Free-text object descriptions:
- - -

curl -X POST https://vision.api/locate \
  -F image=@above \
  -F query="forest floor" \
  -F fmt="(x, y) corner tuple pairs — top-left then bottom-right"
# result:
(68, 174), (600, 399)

- - -

ABOUT THIS EXERCISE
Copy each line of the data exactly, leaving nothing out.

TASK RESPONSE
curl -X POST https://vision.api/locate \
  -F image=@above \
  -F query="forest floor" \
  -F fmt="(x, y) corner tuple pairs — top-left then bottom-right"
# result:
(68, 174), (600, 399)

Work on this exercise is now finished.